▸ TASKS TO CARRY OUT
#1 Do these statements agree with the text on line lay? Answer yes or no for each, quoting the deciding words of the text. (a) Line lay is often neglected. (b) Getting line lay right comes down to choosing between a tight line and a slack line. (c) The anglers described turn the spool so the bobbin sits level with the other two rods.
#2 Swap "anglers" for "fishermen" in the text on line lay, starting with "Line lay is" and going on through "or slack line.", and write out that part.

▸ SOURCE TEXT
Thanks to Duncan Maclean

Line lay is an important piece of the jigsaw which is often neglected or not given enough consideration. All too often I see anglers cast out, quickly clip on the bobbin, a few turns of the spool to get the bobbin the same level as the other two rods, sit back, job done. Now in some situations that may be all is required, or in fact possible to get the optimum line lay, but it is something which should always be at the forefront of your mind when approaching a situation, and unfortunately isn’t as simple as tight line or slack line.

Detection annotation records

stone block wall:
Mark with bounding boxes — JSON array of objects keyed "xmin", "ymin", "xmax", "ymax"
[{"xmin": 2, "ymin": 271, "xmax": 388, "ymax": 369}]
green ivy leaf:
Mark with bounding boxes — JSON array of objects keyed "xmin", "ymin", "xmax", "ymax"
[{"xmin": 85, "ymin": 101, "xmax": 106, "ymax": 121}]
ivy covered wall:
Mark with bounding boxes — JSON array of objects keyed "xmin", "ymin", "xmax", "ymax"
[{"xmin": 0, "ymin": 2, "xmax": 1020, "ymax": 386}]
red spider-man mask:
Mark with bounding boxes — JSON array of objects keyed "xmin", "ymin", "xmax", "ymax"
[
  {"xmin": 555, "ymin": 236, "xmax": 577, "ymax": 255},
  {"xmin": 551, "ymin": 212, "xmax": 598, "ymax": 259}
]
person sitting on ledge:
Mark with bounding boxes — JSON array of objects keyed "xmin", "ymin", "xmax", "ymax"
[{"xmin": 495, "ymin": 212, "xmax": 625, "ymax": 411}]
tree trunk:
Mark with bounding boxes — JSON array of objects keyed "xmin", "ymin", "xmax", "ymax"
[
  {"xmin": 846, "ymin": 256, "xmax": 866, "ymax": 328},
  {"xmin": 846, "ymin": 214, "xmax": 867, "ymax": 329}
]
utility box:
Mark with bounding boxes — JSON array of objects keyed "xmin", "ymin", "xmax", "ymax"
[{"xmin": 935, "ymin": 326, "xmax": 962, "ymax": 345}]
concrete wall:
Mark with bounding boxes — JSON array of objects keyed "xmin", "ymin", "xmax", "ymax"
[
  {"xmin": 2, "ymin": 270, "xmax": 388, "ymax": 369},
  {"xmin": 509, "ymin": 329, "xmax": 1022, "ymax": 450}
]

▸ THE RESPONSES
#1
(a) Yes: "which is often neglected or not given enough consideration"
(b) No: "unfortunately isn’t as simple as tight line or slack line"
(c) Yes: "a few turns of the spool to get the bobbin the same level as the other two rods"

#2
Line lay is an important piece of the jigsaw which is often neglected or not given enough consideration. All too often I see fishermen cast out, quickly clip on the bobbin, a few turns of the spool to get the bobbin the same level as the other two rods, sit back, job done. Now in some situations that may be all is required, or in fact possible to get the optimum line lay, but it is something which should always be at the forefront of your mind when approaching a situation, and unfortunately isn’t as simple as tight line or slack line.